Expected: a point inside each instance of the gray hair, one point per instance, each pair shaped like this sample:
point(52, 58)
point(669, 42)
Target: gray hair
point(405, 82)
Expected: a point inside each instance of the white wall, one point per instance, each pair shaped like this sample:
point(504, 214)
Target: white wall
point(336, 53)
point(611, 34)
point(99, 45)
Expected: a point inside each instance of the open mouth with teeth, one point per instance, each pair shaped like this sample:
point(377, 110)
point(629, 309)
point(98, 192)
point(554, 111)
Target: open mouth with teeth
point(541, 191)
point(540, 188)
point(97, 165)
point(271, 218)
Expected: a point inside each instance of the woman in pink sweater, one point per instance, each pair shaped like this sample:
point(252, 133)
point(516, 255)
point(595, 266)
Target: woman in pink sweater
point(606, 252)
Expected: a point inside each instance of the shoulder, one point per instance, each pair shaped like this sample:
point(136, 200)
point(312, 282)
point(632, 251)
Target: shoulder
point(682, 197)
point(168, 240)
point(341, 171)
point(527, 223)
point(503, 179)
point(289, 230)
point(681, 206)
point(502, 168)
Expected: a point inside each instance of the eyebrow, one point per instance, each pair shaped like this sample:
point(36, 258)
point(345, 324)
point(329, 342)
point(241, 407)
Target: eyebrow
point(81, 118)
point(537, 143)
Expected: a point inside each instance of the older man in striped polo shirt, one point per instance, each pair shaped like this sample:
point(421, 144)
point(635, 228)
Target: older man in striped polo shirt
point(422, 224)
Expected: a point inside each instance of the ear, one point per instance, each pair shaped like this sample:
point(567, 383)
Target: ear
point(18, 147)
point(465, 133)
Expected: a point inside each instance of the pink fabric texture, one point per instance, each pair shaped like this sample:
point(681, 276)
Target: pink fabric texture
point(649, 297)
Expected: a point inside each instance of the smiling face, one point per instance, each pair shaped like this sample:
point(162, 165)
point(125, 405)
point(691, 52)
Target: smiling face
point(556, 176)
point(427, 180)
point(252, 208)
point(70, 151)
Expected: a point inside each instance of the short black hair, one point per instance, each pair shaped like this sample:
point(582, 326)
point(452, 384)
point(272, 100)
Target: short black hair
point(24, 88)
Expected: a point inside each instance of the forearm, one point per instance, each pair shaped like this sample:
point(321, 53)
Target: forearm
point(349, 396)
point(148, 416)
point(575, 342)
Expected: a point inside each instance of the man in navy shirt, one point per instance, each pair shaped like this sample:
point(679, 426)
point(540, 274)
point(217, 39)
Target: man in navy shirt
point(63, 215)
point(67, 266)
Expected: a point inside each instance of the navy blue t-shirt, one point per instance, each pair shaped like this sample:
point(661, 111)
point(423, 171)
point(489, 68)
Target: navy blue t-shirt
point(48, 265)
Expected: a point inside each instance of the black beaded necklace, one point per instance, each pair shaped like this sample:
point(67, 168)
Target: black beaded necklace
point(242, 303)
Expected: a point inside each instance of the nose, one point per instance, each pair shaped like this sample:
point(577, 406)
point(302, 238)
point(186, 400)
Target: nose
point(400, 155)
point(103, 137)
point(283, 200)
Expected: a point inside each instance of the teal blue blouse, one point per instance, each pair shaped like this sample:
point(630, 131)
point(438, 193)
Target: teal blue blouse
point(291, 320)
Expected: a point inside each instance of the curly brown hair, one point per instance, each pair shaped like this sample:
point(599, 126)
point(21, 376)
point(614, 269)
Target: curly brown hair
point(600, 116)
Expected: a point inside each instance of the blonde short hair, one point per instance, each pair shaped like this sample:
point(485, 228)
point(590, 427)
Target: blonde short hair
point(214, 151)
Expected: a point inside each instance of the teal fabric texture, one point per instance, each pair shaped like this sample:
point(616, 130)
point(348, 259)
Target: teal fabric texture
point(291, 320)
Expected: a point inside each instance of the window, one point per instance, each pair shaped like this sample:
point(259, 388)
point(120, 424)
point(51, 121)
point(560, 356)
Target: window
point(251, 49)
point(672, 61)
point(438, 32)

+ + + +

WHAT IS REQUIRED.
Copy every row above back out word for word, leaving each line unchanged and in the same order.

SOLUTION.
Expected: a point inside each instance of the gray hair, one point per instance, each pair shaped like this sample:
point(52, 58)
point(669, 42)
Target: gray hair
point(405, 82)
Expected: a point inside each instance of the white wall, one point per instance, each pair shaped like this sample:
point(504, 214)
Target: white wall
point(336, 53)
point(611, 34)
point(99, 45)
Expected: a point inside each instance of the open mouth with teeth, one point per instance, each pair shaped like this sample:
point(377, 110)
point(629, 309)
point(98, 192)
point(554, 111)
Target: open mouth with teeth
point(541, 191)
point(540, 188)
point(97, 165)
point(271, 218)
Expected: a point inside each instance of the woman in pink sweater, one point per instance, each pair shaped like this sample:
point(252, 133)
point(516, 255)
point(595, 266)
Target: woman in pink sweater
point(606, 252)
Expected: a point inside each instance of the shoulder, one point per instance, each pair shaped like this sample:
point(136, 200)
point(312, 282)
point(632, 251)
Target: shoulder
point(682, 197)
point(168, 240)
point(341, 171)
point(527, 223)
point(503, 179)
point(289, 230)
point(681, 206)
point(502, 168)
Expected: a point inside each instance of the eyebrow, one point per instance, each pair shaped like this sample:
point(36, 258)
point(345, 324)
point(329, 342)
point(241, 407)
Target: eyebrow
point(81, 118)
point(537, 143)
Expected: a point inside each instance of the older man in striped polo shirt, one point per instance, each pair shaped like this sample:
point(421, 144)
point(635, 228)
Target: older man in striped polo shirt
point(422, 224)
Expected: a point inside each instance of the ear, one point per instance, each pair shaped like this sample:
point(567, 383)
Target: ear
point(18, 147)
point(465, 133)
Expected: a point inside each instance of the pink fabric texture, one point per instance, each pair shaped like this sample:
point(681, 276)
Target: pink fabric texture
point(649, 297)
Expected: a point inside each instance of the smiling face, one point per instance, each pair shaped like this sample:
point(162, 165)
point(125, 405)
point(691, 52)
Target: smiling face
point(556, 176)
point(427, 180)
point(252, 208)
point(70, 151)
Expected: a point inside each instance of the short black hair, one point per instance, each pair shaped like this sample:
point(582, 326)
point(452, 384)
point(272, 100)
Target: short black hair
point(24, 88)
Expected: a point inside each instance of the forearm, one point per instance, each pair shaped like this sample:
point(321, 53)
Target: forearm
point(349, 396)
point(148, 416)
point(575, 342)
Expected: a point inside each instance of the man in navy shirt, one point per instance, each pair shaped like this sample:
point(679, 426)
point(540, 274)
point(217, 39)
Target: man in navy shirt
point(63, 215)
point(67, 266)
Expected: a point inside each instance of the navy blue t-shirt, one point per instance, each pair shaped like this sample:
point(661, 111)
point(423, 171)
point(489, 68)
Target: navy blue t-shirt
point(48, 265)
Expected: a point inside each instance of the black beaded necklace, one point per instance, each pair shaped like this sample:
point(67, 168)
Target: black beaded necklace
point(242, 303)
Expected: a point inside each instance of the nose, one point per instance, each pair shaped like this sample:
point(577, 406)
point(302, 238)
point(186, 400)
Target: nose
point(400, 155)
point(103, 137)
point(283, 200)
Expected: a point inside each instance of the teal blue blouse, one point per instance, each pair shaped like this sample:
point(630, 131)
point(438, 193)
Target: teal blue blouse
point(291, 320)
Expected: a point inside each instance of the curly brown hair, one point per instance, each pair shaped like this sample:
point(599, 126)
point(21, 376)
point(614, 269)
Target: curly brown hair
point(600, 116)
Expected: a point inside each instance of the blonde short hair, one point per instance, each pair shaped like this sample:
point(485, 228)
point(590, 427)
Target: blonde short hair
point(214, 151)
Expected: a point inside each instance of the teal fabric texture, one point per instance, each pair shaped like this sample:
point(616, 130)
point(348, 259)
Target: teal fabric texture
point(291, 320)
Expected: a point inside each instance of the window, one point per instance, each pair shaped like this sample:
point(259, 388)
point(120, 424)
point(51, 121)
point(560, 356)
Target: window
point(251, 49)
point(672, 61)
point(438, 32)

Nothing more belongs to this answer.